ACTION ITEM:
Report each line of the records below that holds the word "sidewalk".

EXERCISE DATA:
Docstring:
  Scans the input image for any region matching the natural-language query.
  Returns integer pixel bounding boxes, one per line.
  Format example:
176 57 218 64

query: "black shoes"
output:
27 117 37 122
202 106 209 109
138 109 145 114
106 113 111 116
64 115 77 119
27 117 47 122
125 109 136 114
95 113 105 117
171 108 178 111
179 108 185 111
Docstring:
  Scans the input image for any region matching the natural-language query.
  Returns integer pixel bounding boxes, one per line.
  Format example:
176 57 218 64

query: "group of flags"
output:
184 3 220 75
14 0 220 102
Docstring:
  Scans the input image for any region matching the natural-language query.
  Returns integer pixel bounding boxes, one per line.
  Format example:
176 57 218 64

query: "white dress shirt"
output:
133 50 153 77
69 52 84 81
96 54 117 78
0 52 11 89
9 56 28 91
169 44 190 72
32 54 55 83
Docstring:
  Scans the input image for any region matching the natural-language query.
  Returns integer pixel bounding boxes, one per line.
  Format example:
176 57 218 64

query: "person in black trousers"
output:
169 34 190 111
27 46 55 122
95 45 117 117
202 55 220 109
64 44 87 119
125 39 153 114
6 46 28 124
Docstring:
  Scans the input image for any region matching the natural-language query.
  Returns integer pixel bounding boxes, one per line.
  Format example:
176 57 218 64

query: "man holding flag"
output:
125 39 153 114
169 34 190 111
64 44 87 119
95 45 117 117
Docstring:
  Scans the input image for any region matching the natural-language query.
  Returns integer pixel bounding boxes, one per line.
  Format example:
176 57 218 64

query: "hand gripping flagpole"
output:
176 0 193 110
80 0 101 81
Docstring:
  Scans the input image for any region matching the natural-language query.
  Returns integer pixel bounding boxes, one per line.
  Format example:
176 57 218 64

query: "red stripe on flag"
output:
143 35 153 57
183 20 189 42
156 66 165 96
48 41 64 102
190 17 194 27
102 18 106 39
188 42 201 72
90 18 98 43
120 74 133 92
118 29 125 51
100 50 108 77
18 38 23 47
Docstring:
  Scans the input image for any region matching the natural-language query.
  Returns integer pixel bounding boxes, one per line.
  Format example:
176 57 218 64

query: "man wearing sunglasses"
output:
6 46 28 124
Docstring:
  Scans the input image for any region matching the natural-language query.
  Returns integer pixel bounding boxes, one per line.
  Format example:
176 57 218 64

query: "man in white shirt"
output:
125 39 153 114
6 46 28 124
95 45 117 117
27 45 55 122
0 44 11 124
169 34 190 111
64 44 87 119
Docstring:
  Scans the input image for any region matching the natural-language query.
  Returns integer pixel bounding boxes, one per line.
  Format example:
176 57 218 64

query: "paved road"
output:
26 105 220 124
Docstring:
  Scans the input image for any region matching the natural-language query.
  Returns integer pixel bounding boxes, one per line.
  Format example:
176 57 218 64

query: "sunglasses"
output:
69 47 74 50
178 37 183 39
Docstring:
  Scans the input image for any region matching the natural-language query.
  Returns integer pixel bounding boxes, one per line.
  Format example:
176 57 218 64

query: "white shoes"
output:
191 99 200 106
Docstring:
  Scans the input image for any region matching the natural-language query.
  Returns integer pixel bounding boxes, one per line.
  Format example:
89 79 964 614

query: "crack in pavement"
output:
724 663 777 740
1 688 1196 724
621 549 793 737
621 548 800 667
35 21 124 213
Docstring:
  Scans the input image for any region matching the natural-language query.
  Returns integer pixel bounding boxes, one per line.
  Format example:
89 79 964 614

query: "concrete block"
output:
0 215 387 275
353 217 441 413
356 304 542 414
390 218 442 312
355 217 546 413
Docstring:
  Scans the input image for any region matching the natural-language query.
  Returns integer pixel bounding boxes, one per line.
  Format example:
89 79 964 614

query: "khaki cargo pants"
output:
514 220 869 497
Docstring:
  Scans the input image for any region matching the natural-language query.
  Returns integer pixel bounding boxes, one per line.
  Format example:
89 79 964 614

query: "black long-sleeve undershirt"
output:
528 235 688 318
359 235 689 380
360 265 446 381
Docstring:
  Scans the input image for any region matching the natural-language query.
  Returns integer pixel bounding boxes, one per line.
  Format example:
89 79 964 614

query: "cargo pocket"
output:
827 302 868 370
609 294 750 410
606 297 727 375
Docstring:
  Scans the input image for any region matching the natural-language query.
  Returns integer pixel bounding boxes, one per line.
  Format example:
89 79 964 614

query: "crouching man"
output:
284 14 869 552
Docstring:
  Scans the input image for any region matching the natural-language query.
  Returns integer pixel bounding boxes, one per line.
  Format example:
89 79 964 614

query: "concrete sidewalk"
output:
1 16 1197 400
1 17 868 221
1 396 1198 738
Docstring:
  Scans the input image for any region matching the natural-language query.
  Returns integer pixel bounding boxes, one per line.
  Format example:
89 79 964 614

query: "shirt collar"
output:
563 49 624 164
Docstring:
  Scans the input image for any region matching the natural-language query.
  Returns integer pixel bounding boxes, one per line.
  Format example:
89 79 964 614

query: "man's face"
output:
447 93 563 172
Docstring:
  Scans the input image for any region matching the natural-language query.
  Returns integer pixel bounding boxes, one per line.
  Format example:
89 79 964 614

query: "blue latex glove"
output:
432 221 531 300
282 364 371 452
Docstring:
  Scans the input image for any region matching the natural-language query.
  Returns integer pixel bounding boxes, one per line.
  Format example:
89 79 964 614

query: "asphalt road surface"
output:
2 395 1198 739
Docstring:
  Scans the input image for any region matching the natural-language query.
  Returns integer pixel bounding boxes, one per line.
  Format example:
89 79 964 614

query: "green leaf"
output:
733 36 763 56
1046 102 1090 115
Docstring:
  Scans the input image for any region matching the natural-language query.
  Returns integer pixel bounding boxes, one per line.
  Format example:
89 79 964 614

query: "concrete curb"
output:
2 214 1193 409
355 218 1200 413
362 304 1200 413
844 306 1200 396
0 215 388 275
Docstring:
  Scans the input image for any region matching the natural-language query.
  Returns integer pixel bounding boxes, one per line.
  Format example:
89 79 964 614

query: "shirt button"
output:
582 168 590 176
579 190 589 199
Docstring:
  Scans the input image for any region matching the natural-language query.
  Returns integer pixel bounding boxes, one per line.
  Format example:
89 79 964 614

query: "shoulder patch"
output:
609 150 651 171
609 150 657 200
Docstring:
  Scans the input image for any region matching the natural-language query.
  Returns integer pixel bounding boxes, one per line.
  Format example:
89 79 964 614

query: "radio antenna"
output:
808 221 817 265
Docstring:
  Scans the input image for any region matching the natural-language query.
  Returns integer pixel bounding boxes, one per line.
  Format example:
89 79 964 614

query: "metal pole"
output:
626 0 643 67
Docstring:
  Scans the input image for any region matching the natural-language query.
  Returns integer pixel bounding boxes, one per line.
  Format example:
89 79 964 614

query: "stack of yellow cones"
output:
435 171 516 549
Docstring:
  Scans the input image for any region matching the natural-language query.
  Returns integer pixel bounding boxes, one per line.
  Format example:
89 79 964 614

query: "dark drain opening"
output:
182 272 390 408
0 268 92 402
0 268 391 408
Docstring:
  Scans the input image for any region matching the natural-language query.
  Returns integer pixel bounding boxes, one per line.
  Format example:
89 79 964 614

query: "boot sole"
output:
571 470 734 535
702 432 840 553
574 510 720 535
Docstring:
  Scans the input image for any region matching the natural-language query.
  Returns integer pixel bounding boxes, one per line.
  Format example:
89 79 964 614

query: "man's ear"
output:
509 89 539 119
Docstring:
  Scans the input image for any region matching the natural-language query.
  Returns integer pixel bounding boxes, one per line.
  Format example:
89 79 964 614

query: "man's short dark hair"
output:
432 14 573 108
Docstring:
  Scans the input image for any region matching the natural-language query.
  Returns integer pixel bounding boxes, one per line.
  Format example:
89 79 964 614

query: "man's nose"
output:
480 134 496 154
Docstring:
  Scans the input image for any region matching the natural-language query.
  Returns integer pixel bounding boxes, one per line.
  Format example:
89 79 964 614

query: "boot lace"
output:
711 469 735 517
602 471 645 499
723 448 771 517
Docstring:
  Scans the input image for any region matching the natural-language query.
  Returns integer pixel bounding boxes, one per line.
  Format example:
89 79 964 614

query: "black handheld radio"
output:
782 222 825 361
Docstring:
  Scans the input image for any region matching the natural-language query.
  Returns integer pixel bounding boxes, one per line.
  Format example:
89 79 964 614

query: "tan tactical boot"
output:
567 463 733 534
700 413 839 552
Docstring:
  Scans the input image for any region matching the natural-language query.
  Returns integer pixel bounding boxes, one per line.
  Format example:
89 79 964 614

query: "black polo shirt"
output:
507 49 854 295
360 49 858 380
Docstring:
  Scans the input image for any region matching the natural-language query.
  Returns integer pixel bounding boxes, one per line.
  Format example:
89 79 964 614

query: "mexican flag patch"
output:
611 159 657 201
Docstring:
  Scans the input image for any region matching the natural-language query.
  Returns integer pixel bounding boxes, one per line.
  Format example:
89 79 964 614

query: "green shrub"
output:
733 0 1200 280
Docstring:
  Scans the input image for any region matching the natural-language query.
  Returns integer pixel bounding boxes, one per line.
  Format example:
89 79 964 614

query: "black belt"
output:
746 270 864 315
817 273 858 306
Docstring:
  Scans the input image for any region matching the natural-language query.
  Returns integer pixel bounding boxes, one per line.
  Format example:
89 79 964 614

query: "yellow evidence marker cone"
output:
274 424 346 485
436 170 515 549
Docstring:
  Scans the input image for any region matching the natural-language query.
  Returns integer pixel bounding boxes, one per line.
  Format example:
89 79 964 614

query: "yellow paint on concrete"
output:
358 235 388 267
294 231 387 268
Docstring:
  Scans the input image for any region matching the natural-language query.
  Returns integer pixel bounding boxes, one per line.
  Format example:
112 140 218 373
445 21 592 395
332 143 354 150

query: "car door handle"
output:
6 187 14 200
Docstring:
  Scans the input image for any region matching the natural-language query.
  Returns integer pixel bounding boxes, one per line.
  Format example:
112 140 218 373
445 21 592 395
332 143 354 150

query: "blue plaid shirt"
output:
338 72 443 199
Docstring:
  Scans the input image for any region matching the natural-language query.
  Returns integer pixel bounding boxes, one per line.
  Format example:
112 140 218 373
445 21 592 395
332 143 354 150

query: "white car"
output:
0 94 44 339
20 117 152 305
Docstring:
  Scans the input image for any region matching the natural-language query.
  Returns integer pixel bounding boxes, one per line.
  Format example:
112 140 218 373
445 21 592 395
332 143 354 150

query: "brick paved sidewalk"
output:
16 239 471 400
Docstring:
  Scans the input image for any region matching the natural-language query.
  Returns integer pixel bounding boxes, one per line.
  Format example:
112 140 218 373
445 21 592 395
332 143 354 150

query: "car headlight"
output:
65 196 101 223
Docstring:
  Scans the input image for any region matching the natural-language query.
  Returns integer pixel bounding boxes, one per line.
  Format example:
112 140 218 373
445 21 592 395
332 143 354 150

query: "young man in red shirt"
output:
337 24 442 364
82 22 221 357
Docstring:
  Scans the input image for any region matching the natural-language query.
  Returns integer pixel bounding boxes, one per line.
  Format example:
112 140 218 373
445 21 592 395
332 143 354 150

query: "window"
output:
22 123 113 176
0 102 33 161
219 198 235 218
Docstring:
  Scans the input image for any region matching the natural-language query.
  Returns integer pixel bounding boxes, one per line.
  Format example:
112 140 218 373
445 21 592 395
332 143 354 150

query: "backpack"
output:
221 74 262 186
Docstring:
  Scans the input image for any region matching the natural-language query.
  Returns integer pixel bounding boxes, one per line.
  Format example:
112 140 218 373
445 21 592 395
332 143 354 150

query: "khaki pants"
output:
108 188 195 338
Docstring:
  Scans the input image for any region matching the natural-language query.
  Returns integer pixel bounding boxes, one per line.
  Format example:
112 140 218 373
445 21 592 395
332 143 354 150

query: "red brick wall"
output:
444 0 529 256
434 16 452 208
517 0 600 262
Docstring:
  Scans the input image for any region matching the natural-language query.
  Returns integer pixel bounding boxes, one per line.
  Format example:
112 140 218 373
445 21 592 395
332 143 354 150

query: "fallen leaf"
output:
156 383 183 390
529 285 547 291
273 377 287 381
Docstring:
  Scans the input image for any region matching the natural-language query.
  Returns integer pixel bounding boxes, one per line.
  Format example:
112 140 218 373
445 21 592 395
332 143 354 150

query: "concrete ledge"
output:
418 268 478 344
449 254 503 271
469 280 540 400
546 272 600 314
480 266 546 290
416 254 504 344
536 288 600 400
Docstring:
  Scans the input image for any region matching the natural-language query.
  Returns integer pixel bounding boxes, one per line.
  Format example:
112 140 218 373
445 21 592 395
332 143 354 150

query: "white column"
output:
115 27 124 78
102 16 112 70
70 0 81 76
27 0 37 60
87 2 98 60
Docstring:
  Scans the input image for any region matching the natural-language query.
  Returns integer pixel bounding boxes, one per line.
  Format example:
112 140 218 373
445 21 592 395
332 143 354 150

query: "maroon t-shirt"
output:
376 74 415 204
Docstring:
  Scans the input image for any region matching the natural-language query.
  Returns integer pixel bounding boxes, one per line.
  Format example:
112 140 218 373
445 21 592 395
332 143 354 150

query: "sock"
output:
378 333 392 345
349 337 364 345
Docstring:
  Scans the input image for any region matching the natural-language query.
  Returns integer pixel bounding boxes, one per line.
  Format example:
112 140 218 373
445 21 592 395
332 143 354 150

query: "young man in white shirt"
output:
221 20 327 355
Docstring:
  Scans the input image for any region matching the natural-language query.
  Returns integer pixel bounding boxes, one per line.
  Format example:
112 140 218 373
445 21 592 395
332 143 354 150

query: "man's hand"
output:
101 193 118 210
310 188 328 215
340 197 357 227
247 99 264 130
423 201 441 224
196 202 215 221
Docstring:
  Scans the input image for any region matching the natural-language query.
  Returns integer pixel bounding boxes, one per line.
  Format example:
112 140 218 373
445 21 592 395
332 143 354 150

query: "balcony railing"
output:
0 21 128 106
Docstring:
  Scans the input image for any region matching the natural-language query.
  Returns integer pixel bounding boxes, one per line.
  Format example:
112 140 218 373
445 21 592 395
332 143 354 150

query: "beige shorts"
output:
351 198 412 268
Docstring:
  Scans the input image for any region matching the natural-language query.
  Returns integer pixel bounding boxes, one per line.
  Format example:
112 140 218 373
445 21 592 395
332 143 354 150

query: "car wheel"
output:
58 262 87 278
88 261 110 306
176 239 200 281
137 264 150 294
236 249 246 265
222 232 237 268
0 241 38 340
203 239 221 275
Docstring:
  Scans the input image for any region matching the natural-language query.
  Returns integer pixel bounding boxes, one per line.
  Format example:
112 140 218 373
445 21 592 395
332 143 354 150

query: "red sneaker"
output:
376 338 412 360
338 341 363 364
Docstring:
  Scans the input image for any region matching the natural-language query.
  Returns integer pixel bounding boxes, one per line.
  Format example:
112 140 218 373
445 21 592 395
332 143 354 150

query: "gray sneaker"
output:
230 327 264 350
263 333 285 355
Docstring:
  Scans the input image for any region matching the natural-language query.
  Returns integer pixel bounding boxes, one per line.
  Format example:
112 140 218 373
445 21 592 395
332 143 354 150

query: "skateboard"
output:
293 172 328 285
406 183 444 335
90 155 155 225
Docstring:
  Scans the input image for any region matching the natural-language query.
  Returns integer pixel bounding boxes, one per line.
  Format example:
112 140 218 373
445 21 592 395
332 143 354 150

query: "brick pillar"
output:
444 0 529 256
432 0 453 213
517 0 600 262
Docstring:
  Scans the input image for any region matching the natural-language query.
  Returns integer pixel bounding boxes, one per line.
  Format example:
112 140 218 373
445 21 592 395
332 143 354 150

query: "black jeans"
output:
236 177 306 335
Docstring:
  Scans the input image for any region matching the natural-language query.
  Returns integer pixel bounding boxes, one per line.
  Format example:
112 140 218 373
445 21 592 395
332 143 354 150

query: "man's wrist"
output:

TASK RESPONSE:
query: "concrete sidewalk"
query: "brick paved sidewalk"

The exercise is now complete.